§ **Seitenauszug**
════════════════════

WZL-Direktor Prof. Fritz Klocke sagt, wie sich die Nachhaltigkeit der Fertigung optimieren lässt
„Nachhaltige Prozesse sind durchaus wirtschaftlich“

Um weitere Fortschritte in Richtung einer nachhaltigen Produktion zu erzielen, muss der geldwerte Vorteil der Maßnahmen transparent sein, sagt Prof. Fritz Klocke. Er ist Mitglied der Direktorien des Werkzeugmaschinenlabors (WZL) der RWTH Aachen und des Fraunhofer-Instituts für Produktionstechnologie (IPT) in Aachen. §

Autor: Das Interview führte Haider Willrett

Herr Prof. Klocke, die nachhaltige Produktion spielt beim Aachener Werkzeugmaschinen-Kolloquium wieder eine zentrale Rolle. Was charakterisiert nachhaltige Prozesse?

Wir haben viel darüber diskutiert und uns darauf geeinigt, dass wir Nachhaltigkeit nicht mit einer Kenngröße bewerten sollten, sondern unter ökologischen, ökonomischen und sozialen – also die Gesellschaft und das Arbeitsumfeld betreffenden – Gesichtspunkten. Diese Definition hat zwischenzeitlich weite Akzeptanz gefunden. Sie gibt uns alle Möglichkeiten, Prozesse gesamtheitlich zu beschreiben und zu bewerten.
Wo liegen die Herausforderungen beim Umsetzen dieser Definition in die Praxis?
Das ist von Unternehmen zu Unternehmen unterschiedlich. Wichtig ist, dass der Nutzen transparent wird. Am überzeugendsten lassen sich Nachhaltigkeitsanstrengungen bewerten, wenn sich die Ergebnisse in geldwerten Vorteilen messen lassen. So können wir zeigen, dass nachhaltiges Produzieren nicht nur emotional gut ist, sondern auch betriebswirtschaftliche Vorteile bringen kann.
Wie lassen sich Nachhaltigkeitseffekte in der Produktion finanziell messen?
Eine Grundvoraussetzung hierfür ist, Stoff- und Energieströme eines Unternehmens detailliert zu erfassen. Man braucht quasi eine Landkarte der Verbräuche. Das ist schon die erste Herausforderung, denn die zur Verfügung stehenden Zahlen sind im Allgemeinen nicht gut genug aufgelöst. Wir benötigen bis auf die Verbrauchsstellen aufgelöste Daten. Dann können wir Brennpunkte erkennen und gezielt Maßnahmen ansetzen.
Wie lassen sich diese Bilanzen auf Auftragsebene herunterbrechen?

════════════════════

§ **Bereitgestellte Daten**

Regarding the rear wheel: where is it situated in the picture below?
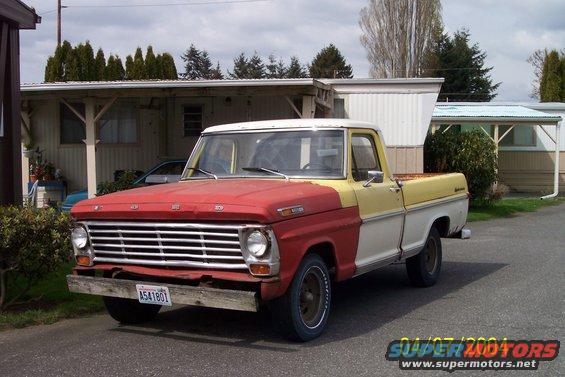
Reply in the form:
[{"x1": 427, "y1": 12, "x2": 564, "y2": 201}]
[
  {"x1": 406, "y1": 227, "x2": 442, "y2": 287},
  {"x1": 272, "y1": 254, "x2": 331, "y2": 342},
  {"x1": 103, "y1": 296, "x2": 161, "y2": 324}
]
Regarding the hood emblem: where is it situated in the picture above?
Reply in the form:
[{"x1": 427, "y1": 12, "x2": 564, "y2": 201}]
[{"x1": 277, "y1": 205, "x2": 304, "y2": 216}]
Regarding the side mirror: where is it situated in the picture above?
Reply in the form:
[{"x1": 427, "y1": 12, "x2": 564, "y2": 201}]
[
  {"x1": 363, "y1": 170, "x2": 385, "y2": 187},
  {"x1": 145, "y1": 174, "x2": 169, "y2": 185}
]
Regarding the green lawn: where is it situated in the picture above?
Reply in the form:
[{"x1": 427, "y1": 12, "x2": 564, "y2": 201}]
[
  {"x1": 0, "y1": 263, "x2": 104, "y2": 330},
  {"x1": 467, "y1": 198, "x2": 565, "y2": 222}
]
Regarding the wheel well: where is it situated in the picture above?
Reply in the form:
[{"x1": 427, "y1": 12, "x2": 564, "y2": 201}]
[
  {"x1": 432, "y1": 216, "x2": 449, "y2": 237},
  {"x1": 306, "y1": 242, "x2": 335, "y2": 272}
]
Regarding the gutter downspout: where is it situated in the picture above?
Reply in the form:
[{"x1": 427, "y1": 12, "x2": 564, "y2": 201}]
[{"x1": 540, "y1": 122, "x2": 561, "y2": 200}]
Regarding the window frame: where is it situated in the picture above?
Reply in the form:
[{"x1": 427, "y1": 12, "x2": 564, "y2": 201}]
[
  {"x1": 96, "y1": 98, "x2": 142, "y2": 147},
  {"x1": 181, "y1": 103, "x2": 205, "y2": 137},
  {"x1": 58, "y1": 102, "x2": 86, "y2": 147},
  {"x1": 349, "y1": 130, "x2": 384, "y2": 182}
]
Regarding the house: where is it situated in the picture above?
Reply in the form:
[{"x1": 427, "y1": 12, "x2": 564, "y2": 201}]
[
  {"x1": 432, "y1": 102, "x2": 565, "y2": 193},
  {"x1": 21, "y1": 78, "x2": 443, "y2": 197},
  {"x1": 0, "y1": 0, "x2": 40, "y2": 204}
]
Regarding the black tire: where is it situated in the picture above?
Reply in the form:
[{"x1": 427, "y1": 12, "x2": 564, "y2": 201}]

════════════════════

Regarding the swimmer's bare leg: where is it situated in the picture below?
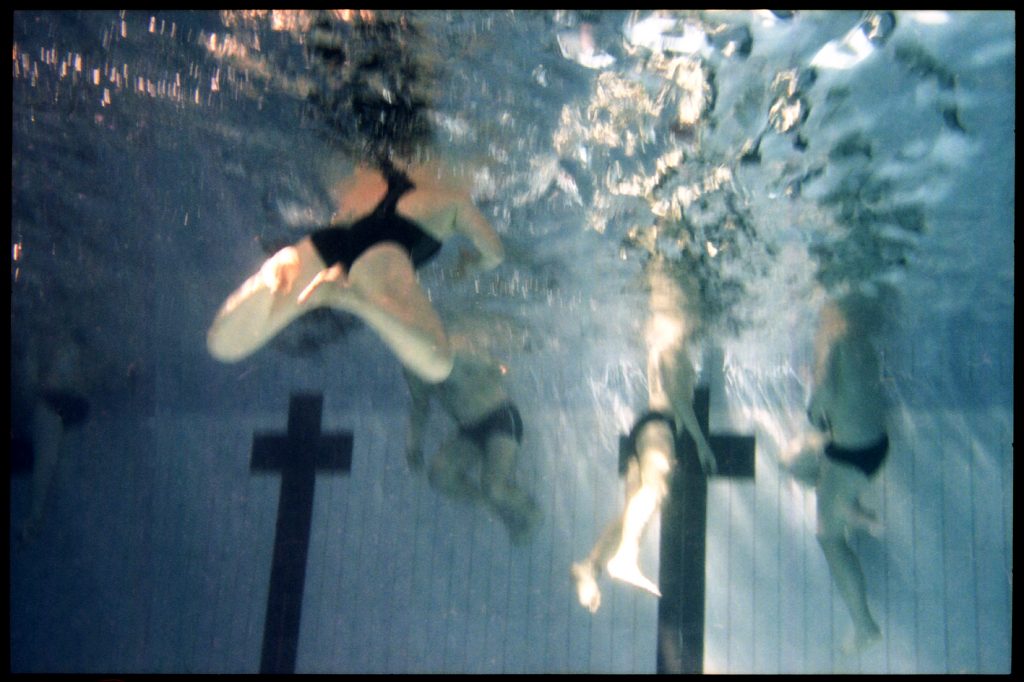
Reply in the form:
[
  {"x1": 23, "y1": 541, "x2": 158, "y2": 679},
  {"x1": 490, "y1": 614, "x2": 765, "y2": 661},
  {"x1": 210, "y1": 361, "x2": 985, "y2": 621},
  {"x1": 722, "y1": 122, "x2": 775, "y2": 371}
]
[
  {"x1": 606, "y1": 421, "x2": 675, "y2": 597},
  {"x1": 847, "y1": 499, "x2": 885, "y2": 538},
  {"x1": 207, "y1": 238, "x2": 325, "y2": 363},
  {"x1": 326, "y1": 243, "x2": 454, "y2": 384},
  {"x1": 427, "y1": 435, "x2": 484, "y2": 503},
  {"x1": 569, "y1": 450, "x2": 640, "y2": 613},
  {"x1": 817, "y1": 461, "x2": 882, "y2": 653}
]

════════════════════

§ **Aufgabe**
Prüfen Sie, ob diese Aussagen mit dem Interview zur nachhaltigen Produktion übereinstimmen: 1. Nachhaltigkeit soll anhand einer einzigen Kenngröße bewertet werden. 2. Die verfügbaren Zahlen sind im Allgemeinen nicht fein genug aufgelöst. 3. Prof. Klocke gehört den Direktorien des WZL und des Fraunhofer-IPT an. Antworten Sie jeweils mit Ja oder Nein und zitieren Sie die entscheidenden Worte des Interviews wörtlich.

§ **Antwort**
1. Nein – „dass wir Nachhaltigkeit nicht mit einer Kenngröße bewerten sollten“
2. Ja – „die zur Verfügung stehenden Zahlen sind im Allgemeinen nicht gut genug aufgelöst“
3. Ja – „Er ist Mitglied der Direktorien des Werkzeugmaschinenlabors (WZL) der RWTH Aachen und des Fraunhofer-Instituts für Produktionstechnologie (IPT) in Aachen.“